## BEGIN Working data

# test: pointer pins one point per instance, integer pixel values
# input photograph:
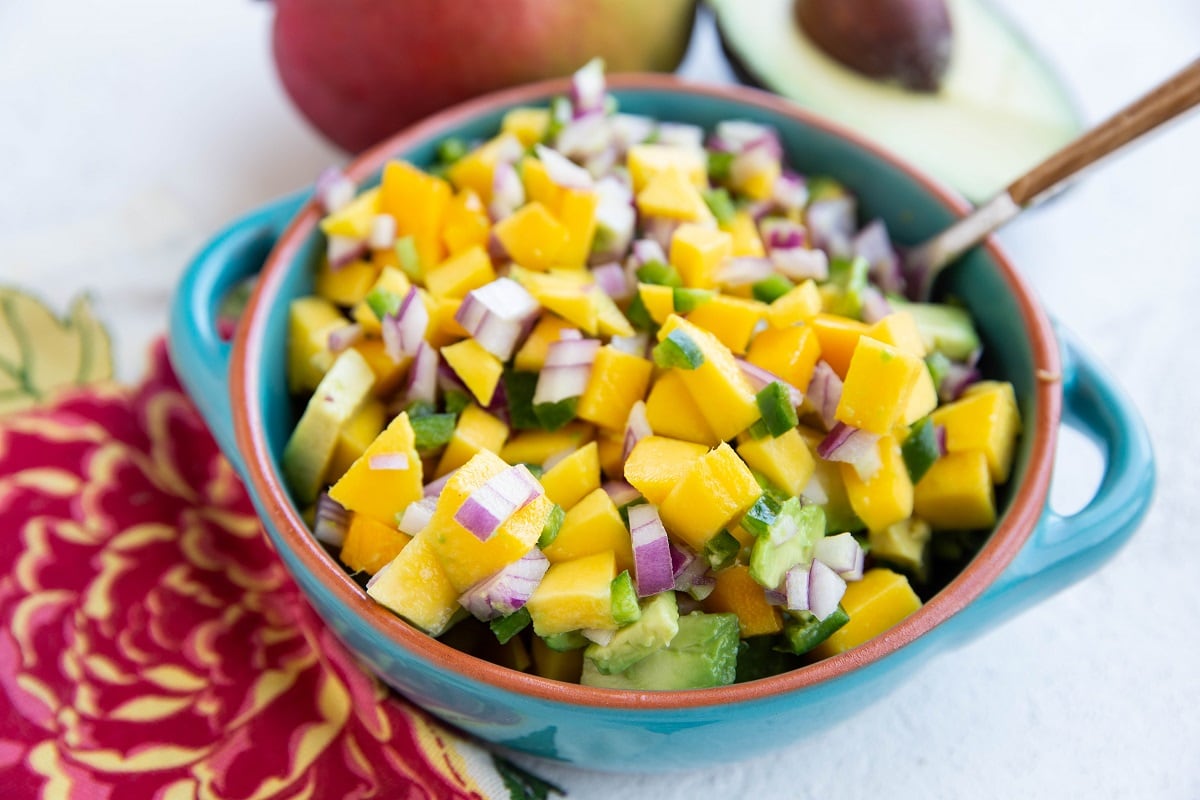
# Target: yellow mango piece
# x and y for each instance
(744, 232)
(414, 585)
(737, 593)
(791, 353)
(477, 431)
(697, 251)
(573, 477)
(838, 337)
(477, 169)
(985, 419)
(899, 329)
(390, 280)
(383, 493)
(785, 461)
(575, 595)
(460, 274)
(657, 464)
(475, 367)
(355, 437)
(537, 446)
(718, 385)
(730, 319)
(353, 221)
(593, 525)
(647, 161)
(877, 602)
(347, 284)
(466, 223)
(617, 382)
(799, 305)
(577, 211)
(532, 236)
(957, 493)
(527, 124)
(715, 491)
(370, 543)
(887, 497)
(672, 413)
(310, 323)
(671, 194)
(419, 203)
(465, 558)
(877, 385)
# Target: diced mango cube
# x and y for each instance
(575, 595)
(532, 236)
(574, 477)
(383, 493)
(737, 593)
(785, 461)
(477, 431)
(475, 367)
(791, 353)
(414, 585)
(617, 382)
(877, 386)
(887, 495)
(957, 493)
(715, 491)
(877, 602)
(718, 385)
(985, 419)
(593, 525)
(370, 543)
(657, 464)
(672, 413)
(460, 274)
(697, 251)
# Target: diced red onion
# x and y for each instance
(742, 270)
(496, 314)
(853, 446)
(652, 551)
(388, 462)
(341, 251)
(423, 376)
(383, 232)
(418, 515)
(841, 553)
(509, 589)
(760, 378)
(637, 427)
(334, 190)
(345, 336)
(489, 506)
(825, 392)
(330, 522)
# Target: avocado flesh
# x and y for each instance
(999, 112)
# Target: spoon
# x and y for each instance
(924, 263)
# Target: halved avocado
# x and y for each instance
(1000, 109)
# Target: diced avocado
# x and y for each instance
(943, 329)
(703, 654)
(654, 630)
(339, 395)
(803, 631)
(789, 541)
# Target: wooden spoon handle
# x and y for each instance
(1165, 102)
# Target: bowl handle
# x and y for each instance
(1065, 548)
(198, 353)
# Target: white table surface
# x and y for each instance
(133, 130)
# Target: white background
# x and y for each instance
(132, 131)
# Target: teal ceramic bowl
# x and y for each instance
(243, 394)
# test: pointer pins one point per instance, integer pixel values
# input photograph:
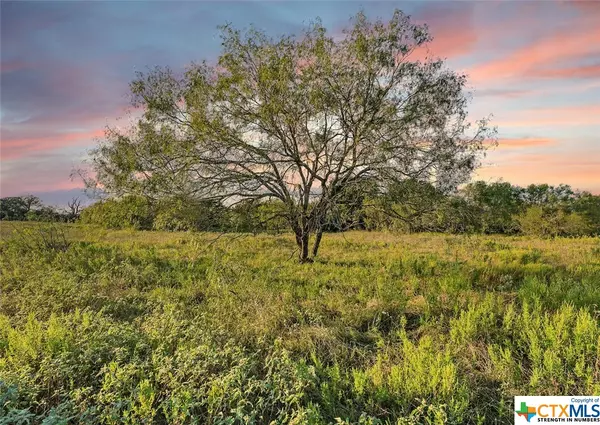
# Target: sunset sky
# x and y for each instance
(65, 69)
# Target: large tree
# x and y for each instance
(298, 119)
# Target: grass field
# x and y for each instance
(155, 328)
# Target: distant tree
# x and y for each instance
(497, 204)
(299, 121)
(73, 209)
(547, 195)
(17, 207)
(588, 206)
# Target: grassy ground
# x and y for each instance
(149, 327)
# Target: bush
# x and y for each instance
(536, 221)
(129, 212)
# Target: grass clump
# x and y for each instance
(170, 328)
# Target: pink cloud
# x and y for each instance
(555, 168)
(16, 148)
(559, 116)
(524, 143)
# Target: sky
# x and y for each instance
(65, 69)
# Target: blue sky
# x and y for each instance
(65, 69)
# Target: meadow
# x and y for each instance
(134, 327)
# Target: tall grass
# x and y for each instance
(148, 327)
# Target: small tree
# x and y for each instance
(299, 120)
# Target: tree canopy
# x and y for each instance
(301, 120)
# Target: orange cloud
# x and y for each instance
(574, 115)
(539, 59)
(555, 168)
(586, 71)
(524, 143)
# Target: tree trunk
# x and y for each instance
(317, 242)
(302, 240)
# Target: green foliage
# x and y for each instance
(176, 328)
(129, 212)
(549, 223)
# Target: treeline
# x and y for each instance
(479, 207)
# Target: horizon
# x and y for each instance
(65, 72)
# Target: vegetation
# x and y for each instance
(179, 328)
(302, 122)
(479, 207)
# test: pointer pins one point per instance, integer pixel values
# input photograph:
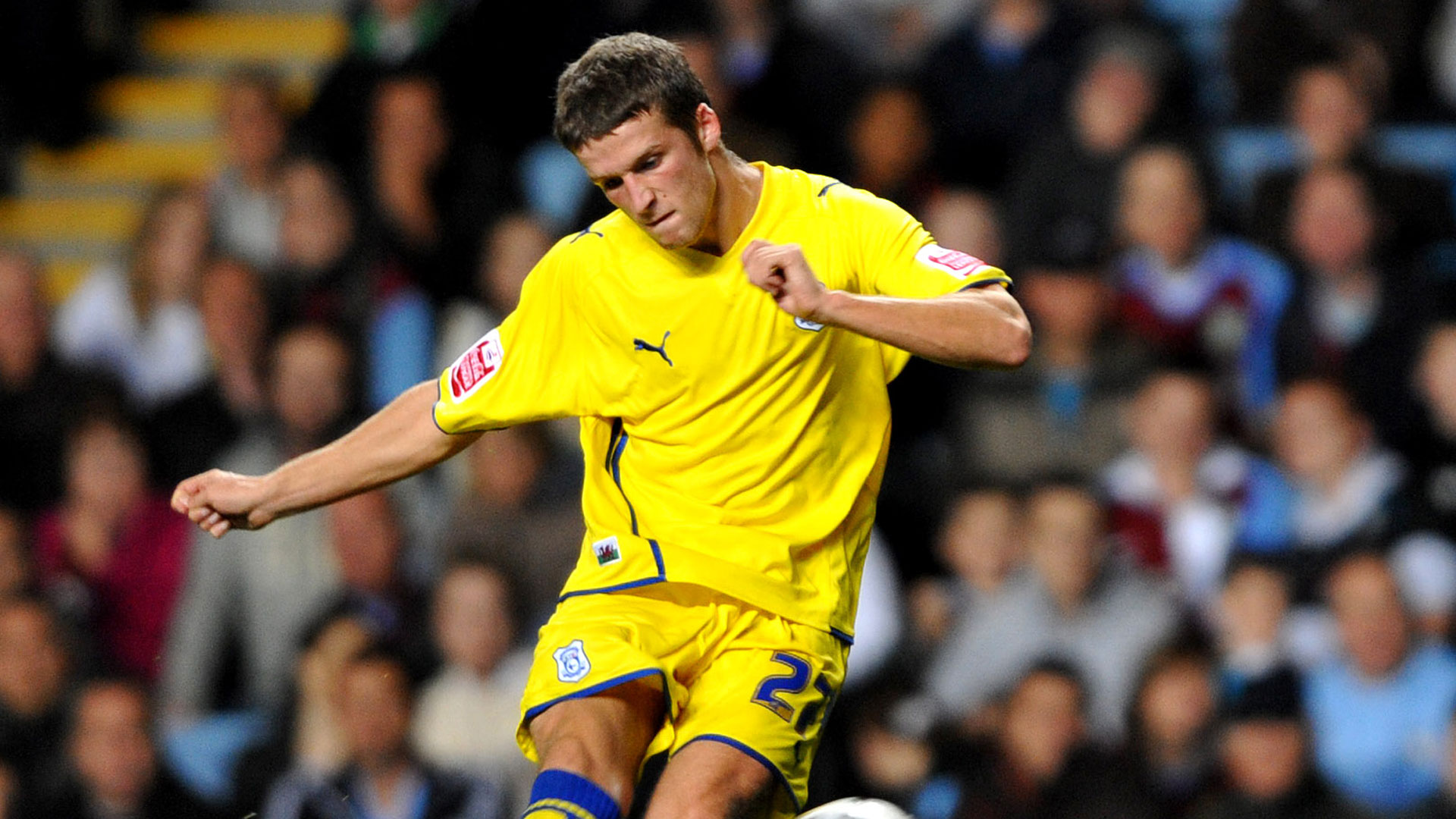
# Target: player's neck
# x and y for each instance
(739, 187)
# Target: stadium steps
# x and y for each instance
(221, 41)
(80, 207)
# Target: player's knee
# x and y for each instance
(712, 781)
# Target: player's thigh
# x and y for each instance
(762, 701)
(712, 780)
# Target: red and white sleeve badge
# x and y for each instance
(954, 262)
(476, 366)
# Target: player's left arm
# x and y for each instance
(981, 327)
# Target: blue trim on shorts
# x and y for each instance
(532, 713)
(618, 588)
(984, 281)
(731, 742)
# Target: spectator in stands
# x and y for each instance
(309, 739)
(890, 146)
(785, 79)
(1442, 805)
(1379, 714)
(960, 218)
(36, 673)
(382, 777)
(1041, 761)
(516, 516)
(388, 36)
(1171, 727)
(425, 200)
(1177, 494)
(1250, 630)
(408, 146)
(322, 275)
(1356, 316)
(111, 764)
(511, 246)
(892, 37)
(1424, 566)
(1341, 488)
(1060, 196)
(243, 196)
(188, 435)
(39, 395)
(995, 80)
(981, 544)
(259, 591)
(1062, 411)
(1376, 42)
(17, 573)
(140, 324)
(1264, 758)
(1331, 118)
(1197, 297)
(1076, 602)
(112, 554)
(367, 541)
(1433, 479)
(468, 713)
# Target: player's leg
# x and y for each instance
(747, 732)
(592, 749)
(714, 780)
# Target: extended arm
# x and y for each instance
(397, 442)
(983, 327)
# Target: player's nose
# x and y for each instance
(641, 197)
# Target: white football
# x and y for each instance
(856, 808)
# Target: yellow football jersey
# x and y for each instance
(727, 444)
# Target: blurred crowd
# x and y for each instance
(1196, 560)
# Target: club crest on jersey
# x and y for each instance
(476, 366)
(956, 262)
(607, 551)
(571, 662)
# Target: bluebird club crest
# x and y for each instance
(607, 551)
(571, 662)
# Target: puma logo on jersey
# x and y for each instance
(658, 349)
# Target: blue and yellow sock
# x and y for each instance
(561, 793)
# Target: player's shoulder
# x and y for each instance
(833, 197)
(588, 248)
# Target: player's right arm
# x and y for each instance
(397, 442)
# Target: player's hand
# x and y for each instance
(218, 500)
(783, 273)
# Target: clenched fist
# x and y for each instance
(783, 271)
(218, 500)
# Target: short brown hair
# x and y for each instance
(620, 77)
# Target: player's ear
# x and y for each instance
(710, 127)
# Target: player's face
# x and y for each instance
(657, 175)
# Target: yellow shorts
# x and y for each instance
(731, 673)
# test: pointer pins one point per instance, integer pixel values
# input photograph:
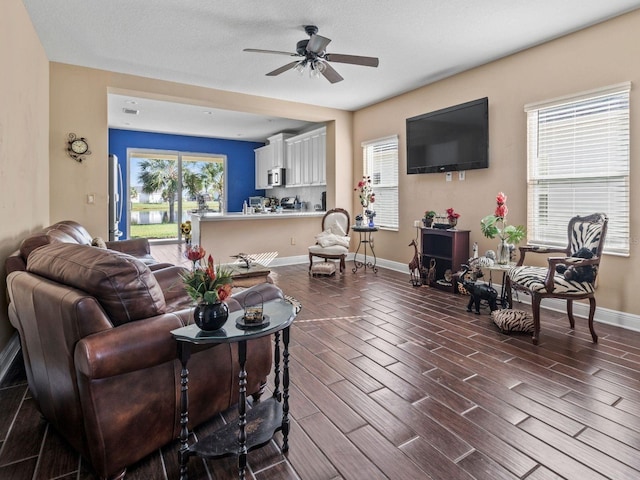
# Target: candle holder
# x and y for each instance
(253, 316)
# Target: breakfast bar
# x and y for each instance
(226, 235)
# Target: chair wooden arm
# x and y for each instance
(573, 261)
(538, 249)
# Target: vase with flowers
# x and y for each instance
(428, 218)
(496, 225)
(208, 286)
(366, 196)
(453, 217)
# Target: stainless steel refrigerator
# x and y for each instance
(115, 198)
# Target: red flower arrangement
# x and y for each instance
(206, 283)
(490, 224)
(367, 195)
(452, 216)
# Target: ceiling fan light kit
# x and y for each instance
(315, 58)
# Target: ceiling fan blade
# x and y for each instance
(317, 44)
(277, 52)
(330, 74)
(352, 59)
(283, 69)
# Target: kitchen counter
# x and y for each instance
(288, 233)
(214, 216)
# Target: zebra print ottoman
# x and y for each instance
(513, 320)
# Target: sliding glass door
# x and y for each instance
(165, 186)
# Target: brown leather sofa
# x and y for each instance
(94, 326)
(69, 231)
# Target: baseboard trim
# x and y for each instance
(8, 355)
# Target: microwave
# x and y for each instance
(276, 177)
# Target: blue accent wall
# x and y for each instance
(240, 160)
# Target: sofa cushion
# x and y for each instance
(38, 240)
(124, 286)
(75, 230)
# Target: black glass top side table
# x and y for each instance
(266, 417)
(366, 242)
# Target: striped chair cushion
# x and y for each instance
(532, 278)
(586, 235)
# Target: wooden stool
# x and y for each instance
(323, 268)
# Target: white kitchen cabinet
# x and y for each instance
(264, 161)
(270, 156)
(277, 143)
(306, 158)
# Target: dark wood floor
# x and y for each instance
(393, 381)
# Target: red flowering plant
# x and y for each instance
(205, 282)
(367, 196)
(496, 224)
(452, 215)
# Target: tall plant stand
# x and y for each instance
(366, 242)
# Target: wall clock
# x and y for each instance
(77, 147)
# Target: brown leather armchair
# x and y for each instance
(101, 363)
(69, 231)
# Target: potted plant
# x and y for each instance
(453, 217)
(429, 215)
(207, 285)
(496, 225)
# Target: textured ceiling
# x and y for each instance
(200, 42)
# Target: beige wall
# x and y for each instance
(79, 105)
(602, 55)
(42, 105)
(24, 141)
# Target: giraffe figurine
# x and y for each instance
(414, 266)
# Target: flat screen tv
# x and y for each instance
(454, 138)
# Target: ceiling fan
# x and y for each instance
(315, 58)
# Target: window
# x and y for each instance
(165, 186)
(381, 164)
(578, 164)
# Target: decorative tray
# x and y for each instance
(242, 323)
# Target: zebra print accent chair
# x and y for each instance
(544, 282)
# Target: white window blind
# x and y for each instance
(578, 164)
(381, 164)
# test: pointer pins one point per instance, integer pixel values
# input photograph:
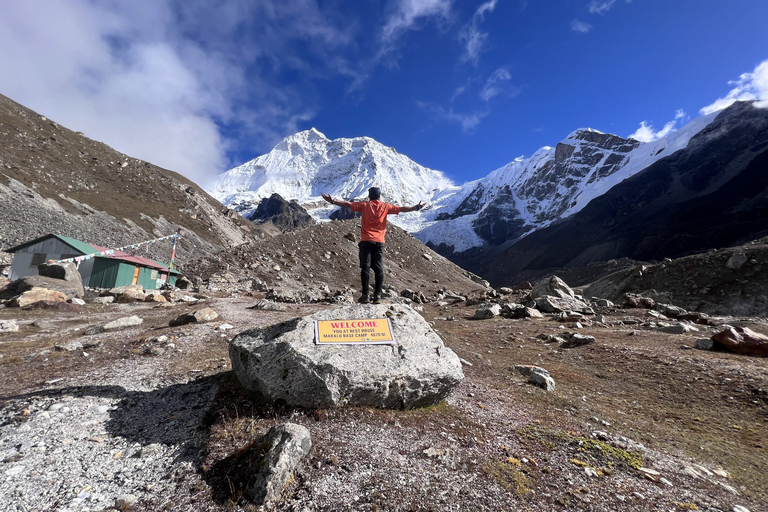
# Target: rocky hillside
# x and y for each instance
(321, 262)
(54, 180)
(711, 194)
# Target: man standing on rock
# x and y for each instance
(374, 227)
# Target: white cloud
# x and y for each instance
(749, 86)
(646, 133)
(580, 26)
(468, 121)
(600, 6)
(158, 80)
(473, 38)
(405, 14)
(498, 83)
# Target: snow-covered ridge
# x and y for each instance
(525, 195)
(308, 164)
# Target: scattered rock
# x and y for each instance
(542, 380)
(636, 301)
(126, 502)
(268, 305)
(577, 340)
(287, 445)
(8, 326)
(282, 362)
(552, 286)
(550, 304)
(487, 310)
(743, 341)
(736, 261)
(679, 328)
(201, 316)
(120, 323)
(34, 295)
(64, 271)
(69, 347)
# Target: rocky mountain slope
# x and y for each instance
(54, 180)
(711, 194)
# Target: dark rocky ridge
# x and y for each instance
(284, 215)
(711, 194)
(54, 180)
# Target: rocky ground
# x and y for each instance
(151, 418)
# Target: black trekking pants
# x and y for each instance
(371, 257)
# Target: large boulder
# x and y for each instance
(283, 363)
(64, 271)
(742, 341)
(553, 286)
(26, 283)
(551, 304)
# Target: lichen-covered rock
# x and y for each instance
(286, 445)
(283, 363)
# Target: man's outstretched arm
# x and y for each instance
(406, 209)
(343, 204)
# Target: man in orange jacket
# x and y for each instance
(374, 228)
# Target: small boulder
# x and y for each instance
(128, 288)
(35, 295)
(637, 301)
(542, 380)
(201, 316)
(27, 283)
(736, 261)
(286, 445)
(679, 328)
(552, 286)
(743, 340)
(487, 310)
(577, 340)
(129, 321)
(9, 326)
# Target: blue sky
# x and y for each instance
(459, 86)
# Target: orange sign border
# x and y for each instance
(390, 341)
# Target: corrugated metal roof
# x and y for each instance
(75, 244)
(86, 248)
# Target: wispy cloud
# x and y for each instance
(601, 6)
(749, 86)
(580, 26)
(646, 133)
(498, 83)
(162, 81)
(404, 15)
(468, 121)
(473, 38)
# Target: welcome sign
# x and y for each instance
(365, 331)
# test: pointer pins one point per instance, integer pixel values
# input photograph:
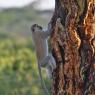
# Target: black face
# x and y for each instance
(35, 25)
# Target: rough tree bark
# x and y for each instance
(73, 47)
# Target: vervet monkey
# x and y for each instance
(44, 59)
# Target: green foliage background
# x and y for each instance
(18, 66)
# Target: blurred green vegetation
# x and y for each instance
(18, 66)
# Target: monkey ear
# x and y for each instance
(40, 27)
(33, 27)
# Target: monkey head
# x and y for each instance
(36, 28)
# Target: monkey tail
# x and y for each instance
(42, 81)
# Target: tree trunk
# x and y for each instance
(73, 47)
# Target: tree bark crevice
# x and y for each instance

## END Working data

*Task prompt*
Lay out every line from the one containing "# Target: small boulder" through the end of the items as a JSON list of strings, one string per line and with blank lines dropped. Omit the pictures from your answer.

*Solution below*
[
  "# Target: small boulder",
  "# x and y for each instance",
  "(128, 288)",
  "(35, 295)",
  "(637, 301)",
  "(542, 380)",
  "(201, 316)",
  "(27, 283)",
  "(736, 261)",
  "(286, 445)",
  "(679, 328)",
  "(552, 286)",
  "(743, 340)",
  "(487, 310)",
  "(577, 340)",
  "(129, 321)",
  "(9, 326)",
  "# Target: blue sky",
  "# x and y for each instance",
  "(459, 86)",
  "# Target: orange sign border",
  "# x and y for each instance",
  "(390, 341)",
  "# Target: corrugated metal roof",
  "# x and y for each instance",
  "(75, 244)",
  "(86, 248)",
  "# Target: wispy cloud",
  "# x and y for each instance",
  "(601, 6)",
  "(749, 86)",
  "(580, 26)",
  "(646, 133)",
  "(498, 83)",
  "(162, 81)",
  "(404, 15)",
  "(468, 121)",
  "(473, 38)",
  "# Target: welcome sign",
  "# x and y for each instance",
  "(365, 331)",
  "# test: pointer pins one point per instance, integer pixel values",
  "# input photograph:",
  "# Target: black face",
  "# x and y for each instance",
  "(35, 25)",
  "# Target: rough tree bark",
  "# x and y for each instance",
  "(73, 47)",
  "# Target: vervet monkey",
  "# x and y for each instance",
  "(44, 59)",
  "# Target: green foliage background",
  "# x and y for each instance",
  "(18, 66)",
  "# Target: blurred green vegetation",
  "# x and y for each instance",
  "(18, 66)",
  "# Target: monkey ear",
  "# x and y for each instance",
  "(40, 27)",
  "(33, 27)",
  "# Target: monkey head",
  "# x and y for each instance",
  "(36, 28)",
  "# Target: monkey tail",
  "# x and y for each instance",
  "(42, 81)",
  "# Target: tree trunk",
  "# x and y for each instance",
  "(73, 47)",
  "# Target: tree bark crevice",
  "# x and y for each instance"
]